====== Source data

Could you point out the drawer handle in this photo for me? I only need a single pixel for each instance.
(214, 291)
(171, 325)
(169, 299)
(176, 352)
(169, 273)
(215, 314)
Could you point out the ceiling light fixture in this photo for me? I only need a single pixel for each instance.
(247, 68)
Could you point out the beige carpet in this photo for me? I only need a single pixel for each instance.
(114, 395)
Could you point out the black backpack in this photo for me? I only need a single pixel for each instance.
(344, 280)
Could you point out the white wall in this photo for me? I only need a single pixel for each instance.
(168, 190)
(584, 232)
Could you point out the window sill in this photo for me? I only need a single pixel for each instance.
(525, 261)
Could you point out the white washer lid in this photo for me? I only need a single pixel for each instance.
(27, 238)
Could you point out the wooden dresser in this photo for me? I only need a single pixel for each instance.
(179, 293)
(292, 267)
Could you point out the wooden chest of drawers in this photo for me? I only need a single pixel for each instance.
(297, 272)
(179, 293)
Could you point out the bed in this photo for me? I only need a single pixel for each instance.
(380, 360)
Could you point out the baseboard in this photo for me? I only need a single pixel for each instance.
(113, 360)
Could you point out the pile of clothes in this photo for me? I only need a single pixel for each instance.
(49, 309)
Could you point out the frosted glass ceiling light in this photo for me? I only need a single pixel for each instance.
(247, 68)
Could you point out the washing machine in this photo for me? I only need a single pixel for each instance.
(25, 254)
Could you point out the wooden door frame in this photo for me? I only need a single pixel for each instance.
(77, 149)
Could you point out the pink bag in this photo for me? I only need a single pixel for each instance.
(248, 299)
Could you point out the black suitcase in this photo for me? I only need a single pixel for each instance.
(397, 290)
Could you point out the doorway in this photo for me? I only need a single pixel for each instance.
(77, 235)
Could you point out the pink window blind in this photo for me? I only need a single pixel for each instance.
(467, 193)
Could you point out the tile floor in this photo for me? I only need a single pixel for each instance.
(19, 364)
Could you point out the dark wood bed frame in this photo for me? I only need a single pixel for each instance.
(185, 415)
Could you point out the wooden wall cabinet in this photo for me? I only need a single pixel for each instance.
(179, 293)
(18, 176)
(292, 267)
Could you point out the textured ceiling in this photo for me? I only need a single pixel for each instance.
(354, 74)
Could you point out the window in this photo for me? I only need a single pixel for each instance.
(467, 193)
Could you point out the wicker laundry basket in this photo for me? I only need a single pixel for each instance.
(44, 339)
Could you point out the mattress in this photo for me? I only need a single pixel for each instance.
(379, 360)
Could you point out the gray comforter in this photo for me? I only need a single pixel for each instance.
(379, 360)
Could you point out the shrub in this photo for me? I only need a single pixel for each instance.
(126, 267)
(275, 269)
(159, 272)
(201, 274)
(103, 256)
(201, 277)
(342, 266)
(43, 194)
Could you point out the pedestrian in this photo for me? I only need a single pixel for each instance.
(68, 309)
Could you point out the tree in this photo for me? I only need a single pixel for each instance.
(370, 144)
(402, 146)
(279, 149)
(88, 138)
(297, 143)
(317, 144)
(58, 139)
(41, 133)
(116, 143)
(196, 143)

============

• **Problem statement**
Rewrite everything from the line containing "Could you point out the textured" down to the last of the rows above, requests included, shifting each coordinate in the answers by adding -117.

• **The answer**
Could you point out the textured ceiling in this photo for me? I only need a single pixel for each instance.
(237, -43)
Could you point out the window in this photo for me? I only need a single pixel for each instance.
(350, 76)
Could you point out the wicker laundry basket in this photo for me? I only need a single pixel for each instance.
(-73, 222)
Could you point out the mattress in this photo for me? I only need a single pixel for each instance.
(262, 243)
Could you point out the gray comforter in this photo for me? I only need a single pixel for each instance.
(262, 243)
Could you point out the shrub in this photo for me? I only need a single pixel for each instance.
(9, 150)
(158, 152)
(42, 155)
(84, 157)
(-14, 139)
(84, 160)
(225, 149)
(-74, 77)
Could you point out the pedestrian in this photo for me? I only need a single pixel for each instance.
(-49, 192)
Could you point out the tree in this photo for me? I only need a single pixel for each instance.
(253, 27)
(285, 29)
(162, 32)
(-29, 21)
(180, 26)
(200, 27)
(-59, 22)
(-76, 16)
(-1, 26)
(79, 26)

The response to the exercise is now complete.